Location identification items
▼

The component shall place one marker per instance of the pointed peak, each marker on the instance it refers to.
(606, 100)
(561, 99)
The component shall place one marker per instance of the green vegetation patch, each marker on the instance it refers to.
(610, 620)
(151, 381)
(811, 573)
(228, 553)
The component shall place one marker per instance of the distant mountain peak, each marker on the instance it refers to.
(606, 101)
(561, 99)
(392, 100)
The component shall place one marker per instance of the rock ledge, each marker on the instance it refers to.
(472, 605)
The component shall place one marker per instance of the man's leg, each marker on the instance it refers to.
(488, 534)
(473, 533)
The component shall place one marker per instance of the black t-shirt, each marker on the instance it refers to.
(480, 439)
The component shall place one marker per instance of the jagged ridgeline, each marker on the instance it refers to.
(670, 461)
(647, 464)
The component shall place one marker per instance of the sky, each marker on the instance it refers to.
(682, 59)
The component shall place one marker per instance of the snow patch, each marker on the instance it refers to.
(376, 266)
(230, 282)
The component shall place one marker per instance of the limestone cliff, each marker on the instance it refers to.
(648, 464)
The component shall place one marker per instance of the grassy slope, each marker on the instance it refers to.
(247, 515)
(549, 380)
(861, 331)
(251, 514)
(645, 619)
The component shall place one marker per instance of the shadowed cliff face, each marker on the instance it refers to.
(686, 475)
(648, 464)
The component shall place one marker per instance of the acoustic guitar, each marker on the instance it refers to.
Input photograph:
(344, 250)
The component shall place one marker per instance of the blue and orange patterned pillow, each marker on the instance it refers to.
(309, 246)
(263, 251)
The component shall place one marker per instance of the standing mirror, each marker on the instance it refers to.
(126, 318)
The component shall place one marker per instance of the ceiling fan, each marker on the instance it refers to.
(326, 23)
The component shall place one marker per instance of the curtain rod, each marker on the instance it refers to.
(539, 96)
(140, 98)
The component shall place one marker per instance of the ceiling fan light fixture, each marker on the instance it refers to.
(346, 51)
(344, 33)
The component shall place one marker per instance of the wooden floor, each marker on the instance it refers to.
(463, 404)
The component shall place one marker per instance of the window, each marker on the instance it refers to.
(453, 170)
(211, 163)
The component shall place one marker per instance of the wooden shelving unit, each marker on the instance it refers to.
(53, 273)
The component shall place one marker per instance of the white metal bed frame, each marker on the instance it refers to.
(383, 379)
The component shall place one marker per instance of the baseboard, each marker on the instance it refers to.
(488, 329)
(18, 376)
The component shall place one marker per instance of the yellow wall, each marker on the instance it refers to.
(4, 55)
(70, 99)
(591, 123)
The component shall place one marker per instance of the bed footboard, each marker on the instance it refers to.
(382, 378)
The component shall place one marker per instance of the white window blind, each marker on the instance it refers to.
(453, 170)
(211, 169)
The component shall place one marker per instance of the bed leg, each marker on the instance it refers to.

▲

What is needed here is an exact reproduction of all the entries.

The component shall place one marker per instance of the pointed peak, each marker on the instance it refers to.
(606, 100)
(561, 99)
The component shall place one marker per instance of the green vegetation patch, each marker on the instance it refers to.
(610, 620)
(151, 381)
(811, 573)
(228, 553)
The component shall place one marker per instance of the distant mountain peak, each marker on the instance it refers to.
(606, 101)
(561, 99)
(392, 100)
The component shall place one marker per instance of the rock ledge, each marker on the instance it refers to.
(472, 605)
The component shall place one marker per instance of the man's leg, each marker on the instance it refers to.
(488, 534)
(473, 533)
The component shall place one marker per instance of the black t-shirt, each marker on the instance it refers to.
(480, 439)
The component shall place one marker per instance of the jagged ridgeline, each marker on the instance it refers to.
(670, 461)
(647, 464)
The component shall place one marker per instance of the sky, each marker on the instance it refers to.
(682, 59)
The component shall place one marker per instance of the snow patch, each marker on the instance it refers to.
(376, 266)
(230, 282)
The component shall place one marker per instance of the limestone cliff, each marker on the instance it refers to.
(648, 464)
The component shall place one marker per instance of the grassy slope, each marker on the instance it refers to.
(247, 515)
(549, 380)
(861, 331)
(251, 514)
(645, 619)
The component shall place one marker per instance of the shadowed cliff face, each marker on the instance it refers to.
(686, 475)
(648, 464)
The component shall place one marker per instance of the acoustic guitar, each marker on the instance it refers to.
Input photograph:
(344, 250)
The component shall place one marker per instance of the blue and orange patterned pillow, each marker on the instance it refers to.
(309, 246)
(263, 251)
The component shall place one marker per instance of the standing mirror, each marker on the instance it refers to.
(126, 318)
The component shall place one marker per instance of the ceiling fan, each marker on the instance it refers to.
(326, 23)
The component shall place one marker per instance of the curtain rod, each marker on the instance it refers to.
(539, 96)
(140, 98)
The component shall place one marker per instance of the ceiling fan light fixture, each marker on the instance it refers to.
(346, 51)
(344, 33)
The component shall place one marker per instance of the wooden floor, each marker on the instance it refers to.
(463, 404)
The component shall place one marker per instance of the window, each marker on the instance it refers to.
(453, 170)
(211, 163)
The component shall place one marker per instance of the wooden shelving unit, each marker on the instance it refers to.
(53, 273)
The component shall place one marker per instance of the white metal bed frame, each marker on the instance it refers to.
(383, 379)
The component shall place one marker per instance of the baseboard, each marker on the instance it refers to.
(488, 329)
(18, 376)
The component shall place one marker per instance of the yellow wall, each marker on the instance it refers to.
(4, 55)
(70, 99)
(591, 123)
The component shall place one marker per instance of the bed footboard, each marker on the instance it refers to.
(382, 378)
The component shall place one marker per instance of the white window blind, each marker on the instance it refers to.
(453, 170)
(211, 169)
The component shall place one marker per instance of the bed leg, each marker on the instance it refers to.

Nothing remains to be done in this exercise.